◆ Problem description ◆
Rewrite the rows below as a Markdown table with the columns "No." and "Row text". Give each row its number and its line, skip blank lines, and leave the pictures out.

◆ Task input ◆
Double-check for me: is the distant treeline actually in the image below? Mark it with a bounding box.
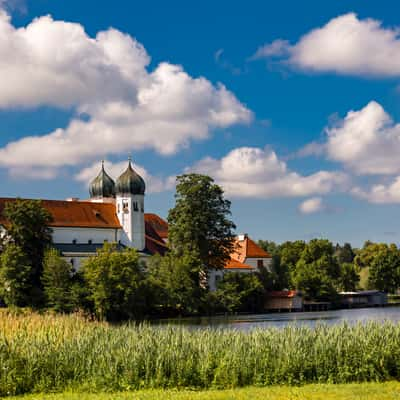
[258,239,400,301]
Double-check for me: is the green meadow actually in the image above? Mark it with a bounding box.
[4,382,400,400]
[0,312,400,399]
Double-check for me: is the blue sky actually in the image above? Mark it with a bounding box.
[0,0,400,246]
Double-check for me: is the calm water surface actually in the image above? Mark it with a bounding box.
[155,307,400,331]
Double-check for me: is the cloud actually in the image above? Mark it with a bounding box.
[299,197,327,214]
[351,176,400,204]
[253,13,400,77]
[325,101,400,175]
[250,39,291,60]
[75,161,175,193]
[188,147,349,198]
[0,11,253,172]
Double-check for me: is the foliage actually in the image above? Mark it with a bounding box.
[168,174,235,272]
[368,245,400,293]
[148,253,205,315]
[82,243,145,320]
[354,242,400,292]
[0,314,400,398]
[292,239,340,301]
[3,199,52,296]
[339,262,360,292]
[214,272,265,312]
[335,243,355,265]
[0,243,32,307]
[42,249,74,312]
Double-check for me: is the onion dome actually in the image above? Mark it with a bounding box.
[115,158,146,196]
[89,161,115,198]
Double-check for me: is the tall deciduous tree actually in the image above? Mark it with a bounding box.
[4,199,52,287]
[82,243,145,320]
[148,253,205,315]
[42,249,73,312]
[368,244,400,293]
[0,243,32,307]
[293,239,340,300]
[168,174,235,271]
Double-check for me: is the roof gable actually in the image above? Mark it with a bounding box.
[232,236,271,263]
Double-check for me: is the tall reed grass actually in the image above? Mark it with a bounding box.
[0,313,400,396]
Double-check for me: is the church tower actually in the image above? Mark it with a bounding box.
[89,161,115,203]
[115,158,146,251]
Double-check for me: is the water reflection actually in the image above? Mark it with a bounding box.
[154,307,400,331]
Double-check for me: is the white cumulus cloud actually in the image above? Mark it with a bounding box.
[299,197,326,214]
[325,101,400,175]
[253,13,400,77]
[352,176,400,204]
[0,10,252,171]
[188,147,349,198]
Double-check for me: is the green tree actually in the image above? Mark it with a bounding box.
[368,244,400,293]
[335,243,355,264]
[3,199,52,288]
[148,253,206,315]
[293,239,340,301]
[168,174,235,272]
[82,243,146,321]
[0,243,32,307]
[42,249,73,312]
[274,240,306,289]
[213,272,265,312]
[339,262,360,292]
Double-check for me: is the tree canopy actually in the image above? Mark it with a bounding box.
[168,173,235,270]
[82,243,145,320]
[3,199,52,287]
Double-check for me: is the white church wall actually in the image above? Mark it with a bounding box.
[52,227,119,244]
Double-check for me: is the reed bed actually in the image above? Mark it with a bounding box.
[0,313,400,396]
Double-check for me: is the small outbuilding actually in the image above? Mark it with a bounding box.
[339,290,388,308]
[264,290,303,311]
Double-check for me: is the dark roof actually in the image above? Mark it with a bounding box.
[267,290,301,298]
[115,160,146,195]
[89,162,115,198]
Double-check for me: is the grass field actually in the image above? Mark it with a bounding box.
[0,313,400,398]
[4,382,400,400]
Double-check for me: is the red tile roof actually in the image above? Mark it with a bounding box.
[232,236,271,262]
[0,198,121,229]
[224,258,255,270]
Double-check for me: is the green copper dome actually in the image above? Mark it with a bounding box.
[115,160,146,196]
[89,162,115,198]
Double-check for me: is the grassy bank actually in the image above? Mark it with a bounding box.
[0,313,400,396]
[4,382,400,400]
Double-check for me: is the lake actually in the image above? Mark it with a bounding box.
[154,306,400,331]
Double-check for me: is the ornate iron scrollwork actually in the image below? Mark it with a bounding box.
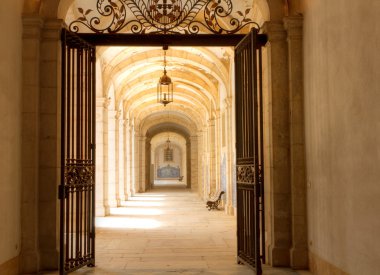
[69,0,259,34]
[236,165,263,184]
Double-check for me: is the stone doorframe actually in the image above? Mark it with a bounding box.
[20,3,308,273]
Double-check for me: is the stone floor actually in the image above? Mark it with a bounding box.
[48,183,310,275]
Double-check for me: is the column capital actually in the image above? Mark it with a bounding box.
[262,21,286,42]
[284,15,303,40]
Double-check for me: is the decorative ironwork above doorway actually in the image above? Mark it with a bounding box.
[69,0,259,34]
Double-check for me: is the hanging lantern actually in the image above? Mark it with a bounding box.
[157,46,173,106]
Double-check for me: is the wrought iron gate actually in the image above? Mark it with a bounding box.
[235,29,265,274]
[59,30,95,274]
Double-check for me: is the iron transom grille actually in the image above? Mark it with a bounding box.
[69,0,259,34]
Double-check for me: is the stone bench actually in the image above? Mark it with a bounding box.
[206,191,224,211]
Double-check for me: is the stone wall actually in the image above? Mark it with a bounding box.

◆ Task result ◆
| No. | Row text |
|---|---|
| 1 | Double-check for me: is the distant treeline actually in the image below? Mark it with a bounding box. |
| 2 | [258,239,400,301] |
| 3 | Double-check for me: is the green meadow actually in the image above? Mark it with a bounding box. |
| 4 | [4,382,400,400] |
| 5 | [0,312,400,399] |
| 6 | Double-check for me: is the blue sky actually in the image above? Mark it with a bounding box. |
| 7 | [0,0,400,246] |
| 8 | Double-check for me: is the calm water surface actually in the image above? Mark it with a bounding box. |
| 9 | [155,307,400,331] |
| 10 | Double-check for me: is the cloud actually in the image above? Mark it with a bounding box. |
| 11 | [299,197,327,214] |
| 12 | [351,176,400,204] |
| 13 | [253,13,400,77] |
| 14 | [325,101,400,175] |
| 15 | [250,39,291,60] |
| 16 | [75,161,175,193] |
| 17 | [188,147,349,198] |
| 18 | [0,11,253,172] |
| 19 | Double-check for me: is the foliage actually in the image above? Mark it with a bounding box. |
| 20 | [168,174,235,272] |
| 21 | [368,245,400,293] |
| 22 | [148,253,205,315] |
| 23 | [82,243,145,320] |
| 24 | [354,242,400,292] |
| 25 | [0,314,400,398] |
| 26 | [292,239,340,301] |
| 27 | [3,199,52,296] |
| 28 | [339,262,360,292] |
| 29 | [214,272,265,312] |
| 30 | [335,243,355,265] |
| 31 | [0,243,32,307] |
| 32 | [42,249,74,312] |
| 33 | Double-check for me: is the onion dome actually in the image above? Mark it with a bounding box. |
| 34 | [115,158,146,196] |
| 35 | [89,161,115,198] |
| 36 | Double-check for me: is the tall deciduous tree actually in the image above? Mark it with a bounding box. |
| 37 | [4,199,52,287] |
| 38 | [82,243,145,320] |
| 39 | [148,253,205,315] |
| 40 | [42,249,73,312] |
| 41 | [368,244,400,293] |
| 42 | [0,243,32,307] |
| 43 | [293,239,340,300] |
| 44 | [168,174,235,271] |
| 45 | Double-check for me: is the roof gable actually in the image above? Mark it with a bounding box. |
| 46 | [232,236,271,263] |
| 47 | Double-check for me: is the tall reed grass actually in the image above? Mark it with a bounding box. |
| 48 | [0,313,400,396] |
| 49 | Double-check for me: is the church tower actually in the image above? Mark it with a bounding box. |
| 50 | [89,161,115,203] |
| 51 | [115,158,146,251] |
| 52 | Double-check for me: is the water reflection actually in the image above? Mark it with a bounding box. |
| 53 | [154,307,400,331] |
| 54 | Double-check for me: is the white cumulus cloud actually in the image above? Mark it with a bounding box. |
| 55 | [299,197,326,214] |
| 56 | [325,101,400,175] |
| 57 | [253,13,400,77] |
| 58 | [352,176,400,204] |
| 59 | [0,10,252,171] |
| 60 | [188,147,349,198] |
| 61 | Double-check for me: is the green tree actually in the image above? Mark it with a bounding box. |
| 62 | [368,244,400,293] |
| 63 | [335,243,355,264] |
| 64 | [3,199,52,288] |
| 65 | [148,253,206,315] |
| 66 | [293,239,340,301] |
| 67 | [168,174,235,272] |
| 68 | [82,243,146,321] |
| 69 | [0,243,32,307] |
| 70 | [42,249,73,312] |
| 71 | [274,240,306,289] |
| 72 | [213,272,265,312] |
| 73 | [339,262,360,292] |
| 74 | Double-check for me: is the tree canopy actually in the image above? Mark it with a bounding box. |
| 75 | [168,173,235,270] |
| 76 | [82,243,145,320] |
| 77 | [3,199,52,287] |
| 78 | Double-check for me: is the white church wall actually in the image above? Mark it with a bounding box. |
| 79 | [52,227,119,244] |
| 80 | Double-check for me: is the reed bed actually in the image above? Mark it with a bounding box. |
| 81 | [0,313,400,396] |
| 82 | Double-check for me: is the small outbuilding actually in the image above? Mark it with a bounding box. |
| 83 | [339,290,388,308] |
| 84 | [264,290,303,311] |
| 85 | Double-check for me: is the dark roof actually in the image above? Mark it with a bounding box. |
| 86 | [267,290,301,298] |
| 87 | [115,160,146,195] |
| 88 | [89,162,115,198] |
| 89 | Double-check for me: is the grass field actually in the image above? Mark it with a bounding box. |
| 90 | [0,313,400,398] |
| 91 | [4,382,400,400] |
| 92 | Double-check for me: is the red tile roof actually in the image above? Mark it with a bounding box. |
| 93 | [232,236,271,262] |
| 94 | [0,198,121,229] |
| 95 | [224,258,255,270] |
| 96 | Double-check for me: is the green copper dome actually in the image above? Mark it with a bounding box. |
| 97 | [115,160,146,196] |
| 98 | [89,162,115,198] |
| 99 | Double-check for me: is the grassy bank actually in the image above? Mark it with a bounding box. |
| 100 | [0,313,400,396] |
| 101 | [4,382,400,400] |
| 102 | Double-check for me: is the lake actually in the image above? Mark it with a bounding box. |
| 103 | [154,306,400,331] |
| 104 | Double-check for me: is the ornate iron scrollwork actually in the image below? Mark it with a bounding box. |
| 105 | [69,0,259,34] |
| 106 | [236,165,263,184] |
| 107 | Double-check for me: is the stone doorframe actually in the image above? Mark it with a bounding box. |
| 108 | [20,3,308,273] |
| 109 | Double-check for me: is the stone floor actually in the image above? Mark it with a bounding box. |
| 110 | [48,183,310,275] |
| 111 | Double-check for me: is the column capital actually in the image above? Mark it with a bounding box. |
| 112 | [262,21,286,42] |
| 113 | [284,15,303,40] |
| 114 | Double-check for me: is the decorative ironwork above doorway actually in the image above? Mark it with a bounding box. |
| 115 | [69,0,259,34] |
| 116 | Double-check for me: is the hanging lantern actually in the image above? Mark it with a bounding box. |
| 117 | [157,46,173,106] |
| 118 | Double-check for me: is the wrought iron gate actually in the image above? Mark it with a bounding box. |
| 119 | [235,29,265,274] |
| 120 | [59,30,95,274] |
| 121 | Double-check for me: is the iron transom grille actually in the image above? Mark it with a bounding box. |
| 122 | [69,0,259,34] |
| 123 | Double-check for me: is the stone bench actually in the image above? Mark it with a bounding box. |
| 124 | [206,191,224,211] |
| 125 | Double-check for me: is the stone wall actually in the image above? Mark it with a bounding box. |